Exercise details:
Repeat the listing that follows without a single change.

■ ■ ■ ■

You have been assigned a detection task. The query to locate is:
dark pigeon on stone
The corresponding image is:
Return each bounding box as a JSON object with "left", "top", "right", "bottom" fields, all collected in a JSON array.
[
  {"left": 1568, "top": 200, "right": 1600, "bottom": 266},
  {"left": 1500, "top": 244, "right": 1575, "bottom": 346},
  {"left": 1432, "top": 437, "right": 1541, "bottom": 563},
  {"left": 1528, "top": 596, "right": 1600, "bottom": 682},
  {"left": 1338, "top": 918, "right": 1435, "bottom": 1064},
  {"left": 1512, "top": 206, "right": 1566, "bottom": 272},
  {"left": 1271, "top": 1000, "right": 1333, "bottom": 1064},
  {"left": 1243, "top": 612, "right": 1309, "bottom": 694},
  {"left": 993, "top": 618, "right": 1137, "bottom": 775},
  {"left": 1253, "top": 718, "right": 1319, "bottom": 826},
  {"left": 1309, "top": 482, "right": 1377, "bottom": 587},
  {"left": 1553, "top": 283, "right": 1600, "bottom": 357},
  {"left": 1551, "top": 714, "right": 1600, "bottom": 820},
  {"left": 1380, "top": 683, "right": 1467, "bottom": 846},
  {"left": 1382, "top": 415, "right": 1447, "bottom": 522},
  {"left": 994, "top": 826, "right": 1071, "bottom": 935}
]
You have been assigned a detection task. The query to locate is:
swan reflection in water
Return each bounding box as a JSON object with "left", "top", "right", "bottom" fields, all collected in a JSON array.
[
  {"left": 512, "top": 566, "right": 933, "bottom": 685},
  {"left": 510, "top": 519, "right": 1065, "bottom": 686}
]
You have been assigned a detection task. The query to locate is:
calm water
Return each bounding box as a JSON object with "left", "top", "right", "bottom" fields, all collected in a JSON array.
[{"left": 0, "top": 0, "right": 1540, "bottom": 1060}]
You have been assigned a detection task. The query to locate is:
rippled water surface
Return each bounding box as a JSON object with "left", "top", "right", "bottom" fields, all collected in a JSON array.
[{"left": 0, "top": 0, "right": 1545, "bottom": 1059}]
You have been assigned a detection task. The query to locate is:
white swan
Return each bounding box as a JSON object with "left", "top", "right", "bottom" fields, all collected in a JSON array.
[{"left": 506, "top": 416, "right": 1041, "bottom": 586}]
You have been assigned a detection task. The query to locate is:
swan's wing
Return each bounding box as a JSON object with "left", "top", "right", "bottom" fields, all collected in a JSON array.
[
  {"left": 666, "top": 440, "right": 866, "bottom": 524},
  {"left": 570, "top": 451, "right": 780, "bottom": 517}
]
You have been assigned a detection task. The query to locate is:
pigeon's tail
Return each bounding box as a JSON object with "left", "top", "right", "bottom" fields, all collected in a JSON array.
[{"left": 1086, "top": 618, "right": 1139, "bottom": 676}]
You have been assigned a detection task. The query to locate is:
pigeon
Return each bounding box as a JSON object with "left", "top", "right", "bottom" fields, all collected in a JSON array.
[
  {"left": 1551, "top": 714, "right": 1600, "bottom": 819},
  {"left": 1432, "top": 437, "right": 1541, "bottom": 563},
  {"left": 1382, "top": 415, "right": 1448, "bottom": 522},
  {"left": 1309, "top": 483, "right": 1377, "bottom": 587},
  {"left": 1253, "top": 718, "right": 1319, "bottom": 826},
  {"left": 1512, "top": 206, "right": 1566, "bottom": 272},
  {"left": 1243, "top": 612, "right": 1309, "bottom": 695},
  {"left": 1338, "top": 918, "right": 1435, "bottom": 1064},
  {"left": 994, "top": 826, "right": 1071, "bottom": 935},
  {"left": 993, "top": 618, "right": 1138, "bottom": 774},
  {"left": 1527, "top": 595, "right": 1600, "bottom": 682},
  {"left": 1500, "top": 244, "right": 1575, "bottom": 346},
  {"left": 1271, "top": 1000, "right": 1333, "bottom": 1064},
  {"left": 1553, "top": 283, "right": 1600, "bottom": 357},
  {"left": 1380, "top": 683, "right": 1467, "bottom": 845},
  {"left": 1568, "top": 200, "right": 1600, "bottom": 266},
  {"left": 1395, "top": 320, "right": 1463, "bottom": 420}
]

■ ■ ■ ■

Written response:
You have been assigned a detection task. The query to locate is:
dark pigeon on stone
The corresponding image is:
Return each bounding box as a JSON object with "left", "top", "right", "bottom" fields, all collected in a JSON array.
[
  {"left": 1568, "top": 200, "right": 1600, "bottom": 266},
  {"left": 1500, "top": 244, "right": 1575, "bottom": 346},
  {"left": 1432, "top": 437, "right": 1541, "bottom": 563},
  {"left": 1528, "top": 596, "right": 1600, "bottom": 682},
  {"left": 1338, "top": 918, "right": 1435, "bottom": 1064},
  {"left": 1512, "top": 206, "right": 1566, "bottom": 272},
  {"left": 1271, "top": 1000, "right": 1333, "bottom": 1064},
  {"left": 1243, "top": 612, "right": 1309, "bottom": 694},
  {"left": 993, "top": 618, "right": 1137, "bottom": 775},
  {"left": 1253, "top": 718, "right": 1319, "bottom": 826},
  {"left": 1309, "top": 482, "right": 1377, "bottom": 587},
  {"left": 1553, "top": 283, "right": 1600, "bottom": 357},
  {"left": 1551, "top": 714, "right": 1600, "bottom": 820},
  {"left": 1380, "top": 683, "right": 1467, "bottom": 846},
  {"left": 1382, "top": 415, "right": 1447, "bottom": 522},
  {"left": 994, "top": 826, "right": 1071, "bottom": 935}
]
You have been assigned a detection task. The query to locate is:
swan reflection in water
Return each bounding box as a JSON object with "left", "top", "right", "bottom" fields, all collected in a JSON array.
[
  {"left": 512, "top": 566, "right": 933, "bottom": 685},
  {"left": 510, "top": 519, "right": 1065, "bottom": 686}
]
You have been assigned a detection task. The query to locate is:
calm water
Return each bounding box as a JSON object with "left", "top", "right", "bottom" fields, all collected in a JSON array.
[{"left": 0, "top": 0, "right": 1540, "bottom": 1060}]
You have been assigned a detection task. The query to locate is:
rippled water surface
Return each bounding box as a JSON object with "left", "top", "right", "bottom" fields, all collected in a JSON array.
[{"left": 0, "top": 0, "right": 1545, "bottom": 1059}]
You have been assigned a detection task. The query to locate is:
white swan
Return each bounding box as a JSON object with "left", "top", "right", "bottom" fields, all collected in a JSON array.
[{"left": 506, "top": 416, "right": 1041, "bottom": 586}]
You have been assigned a detection task. The query to locate is:
swan's wing
Return each bounding box as a JSON object with "left", "top", "right", "bottom" fields, all collected in a JSON array.
[
  {"left": 666, "top": 440, "right": 866, "bottom": 524},
  {"left": 570, "top": 451, "right": 780, "bottom": 517}
]
You have been assigned a detection task. The query to locate is:
pigeon's tail
Return each bounding box as a JSON object with "left", "top", "right", "bottom" fields, all collected in a JSON array.
[{"left": 1086, "top": 618, "right": 1139, "bottom": 676}]
You have been assigned a detection task. The query to locate is:
pigeon
Return each bounding box as a JSON object with "left", "top", "right", "bottom" fields, all collected in a JSON array.
[
  {"left": 1551, "top": 714, "right": 1600, "bottom": 819},
  {"left": 1432, "top": 437, "right": 1541, "bottom": 563},
  {"left": 1382, "top": 415, "right": 1448, "bottom": 522},
  {"left": 1309, "top": 483, "right": 1377, "bottom": 587},
  {"left": 1253, "top": 718, "right": 1319, "bottom": 826},
  {"left": 1512, "top": 206, "right": 1566, "bottom": 272},
  {"left": 1243, "top": 612, "right": 1309, "bottom": 695},
  {"left": 1338, "top": 918, "right": 1435, "bottom": 1064},
  {"left": 994, "top": 826, "right": 1071, "bottom": 935},
  {"left": 993, "top": 618, "right": 1138, "bottom": 774},
  {"left": 1527, "top": 595, "right": 1600, "bottom": 682},
  {"left": 1500, "top": 244, "right": 1575, "bottom": 346},
  {"left": 1271, "top": 1000, "right": 1333, "bottom": 1064},
  {"left": 1553, "top": 283, "right": 1600, "bottom": 357},
  {"left": 1380, "top": 683, "right": 1467, "bottom": 845},
  {"left": 1568, "top": 200, "right": 1600, "bottom": 266},
  {"left": 1395, "top": 320, "right": 1463, "bottom": 420}
]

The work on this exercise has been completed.